- _本文抜粋_
「トランプ米大統領」への7つの課題と戦略は?
(6)副大統領候補の働き
トランプ陣営がマイク・ペンス氏(インディアナ州知事)を副大統領候補に選んだのは「正解」だろう。実務経験が豊富で、党内の信頼も厚く、陣営と党の橋渡し役も期待できる。ただ、イスラム教徒の入国禁止やメキシコ国境の壁建設、同性婚、人工妊娠中絶(強姦や近親相姦の場合を含む)、カジノなどに反対する一方、熱心な自由貿易推進派でもある。つまり、トランプ氏の立場とは真逆で、事実、予備選ではクルーズ氏を支持していた。この点、民主党にとっては格好の攻撃材料となろう。また、無党派層(特に女性)にとっては価値観が保守的過ぎよう。 ペンス氏の起用を受けて、クリントン陣営としては「真ん中(=無党派層)」を取りに行けると判断したのだろう。中道派のティム・ケイン氏(連邦上院議員)を副大統領候補に抜擢した。こちらも「正解」だろう。クリントン氏への支持が弱い「白人」「男性」へのアピールが期待できる。また、ペンス氏同様、実務経験が豊富で、党内の信頼も厚く、堅実、外交にも明るい。おまけに激戦州のバージニア州選出でスペイン語も流暢だ。ただ、自由貿易推進派でもあるため、サンダース氏の支持層の一部に失望感が広がる可能性もある。 もっとも、党大会が終わってしまえば――副大統領候補の討論会(1回)を除き――ほとんど注目されなくなる(その分、対立候補への「攻撃犬」としての役割が期待される)。副大統領候補が本選の行方を左右することはまずないが、大統領に万一のことがあれば代行ないし昇格する。政治的にはやはり重要な存在だ。

- _課題 A_
下のエントリで、文字列「green」を含む行を数え、その数だけを答えてください。大文字と小文字は区別します。

[コレクションに保存されたアイテム]

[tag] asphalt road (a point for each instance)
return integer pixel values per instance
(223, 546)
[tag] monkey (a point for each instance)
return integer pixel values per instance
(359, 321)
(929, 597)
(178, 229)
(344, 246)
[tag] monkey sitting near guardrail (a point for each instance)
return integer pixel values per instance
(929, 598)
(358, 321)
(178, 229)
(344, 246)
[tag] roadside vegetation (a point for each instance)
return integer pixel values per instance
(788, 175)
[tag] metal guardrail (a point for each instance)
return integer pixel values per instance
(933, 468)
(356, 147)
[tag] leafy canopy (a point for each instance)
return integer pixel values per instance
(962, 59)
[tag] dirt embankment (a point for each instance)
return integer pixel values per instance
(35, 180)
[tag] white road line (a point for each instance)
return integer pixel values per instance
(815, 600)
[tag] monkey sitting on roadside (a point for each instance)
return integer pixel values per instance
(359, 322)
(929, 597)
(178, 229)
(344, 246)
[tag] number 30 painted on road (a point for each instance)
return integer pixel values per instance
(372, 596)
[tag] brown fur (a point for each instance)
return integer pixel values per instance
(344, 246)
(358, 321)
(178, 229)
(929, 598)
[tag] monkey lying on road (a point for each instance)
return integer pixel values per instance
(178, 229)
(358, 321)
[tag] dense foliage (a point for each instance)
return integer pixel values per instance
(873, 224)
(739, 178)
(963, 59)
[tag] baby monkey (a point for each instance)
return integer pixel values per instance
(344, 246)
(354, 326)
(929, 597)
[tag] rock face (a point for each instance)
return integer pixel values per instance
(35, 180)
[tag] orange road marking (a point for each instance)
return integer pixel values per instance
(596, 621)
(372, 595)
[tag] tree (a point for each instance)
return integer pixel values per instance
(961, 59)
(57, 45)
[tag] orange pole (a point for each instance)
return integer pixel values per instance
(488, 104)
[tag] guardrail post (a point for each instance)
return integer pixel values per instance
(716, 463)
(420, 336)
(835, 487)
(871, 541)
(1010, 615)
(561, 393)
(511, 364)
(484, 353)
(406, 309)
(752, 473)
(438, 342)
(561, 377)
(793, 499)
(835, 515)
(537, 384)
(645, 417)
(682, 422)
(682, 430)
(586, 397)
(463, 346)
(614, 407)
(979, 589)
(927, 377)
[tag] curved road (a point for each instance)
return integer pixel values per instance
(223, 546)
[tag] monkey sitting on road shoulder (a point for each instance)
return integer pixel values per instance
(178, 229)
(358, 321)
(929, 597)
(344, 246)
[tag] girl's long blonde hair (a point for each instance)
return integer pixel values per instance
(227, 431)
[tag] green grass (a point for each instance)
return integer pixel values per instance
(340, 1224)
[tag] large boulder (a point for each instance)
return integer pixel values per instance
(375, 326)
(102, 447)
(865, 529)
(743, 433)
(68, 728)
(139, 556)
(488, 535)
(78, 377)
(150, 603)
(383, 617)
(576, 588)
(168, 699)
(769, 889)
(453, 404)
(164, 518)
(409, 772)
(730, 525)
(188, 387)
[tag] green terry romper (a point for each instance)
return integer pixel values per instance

- _課題 B_
本文抜粋によると、クリントン陣営が副大統領候補に抜擢したのは誰ですか。

- _完全な出力 A_
2

- _完全な出力 B_
連邦上院議員のティム・ケイン氏です。